▸ What needs to be done
Put the data below into a two-column CSV with the headers "instruction" and "answer", one row for each instruction and its answer. Wrap every field in double quotes and replace line breaks with spaces.

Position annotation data
☆ ☆ ☆ ☆ ☆ ☆ ☆

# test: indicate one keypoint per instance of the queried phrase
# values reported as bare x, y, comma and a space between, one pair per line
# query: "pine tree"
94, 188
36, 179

☆ ☆ ☆ ☆ ☆ ☆ ☆

▸ Correct output
instruction,answer
"# test: indicate one keypoint per instance of the queried phrase # values reported as bare x, y, comma and a space between, one pair per line # query: ""pine tree""","94, 188 36, 179"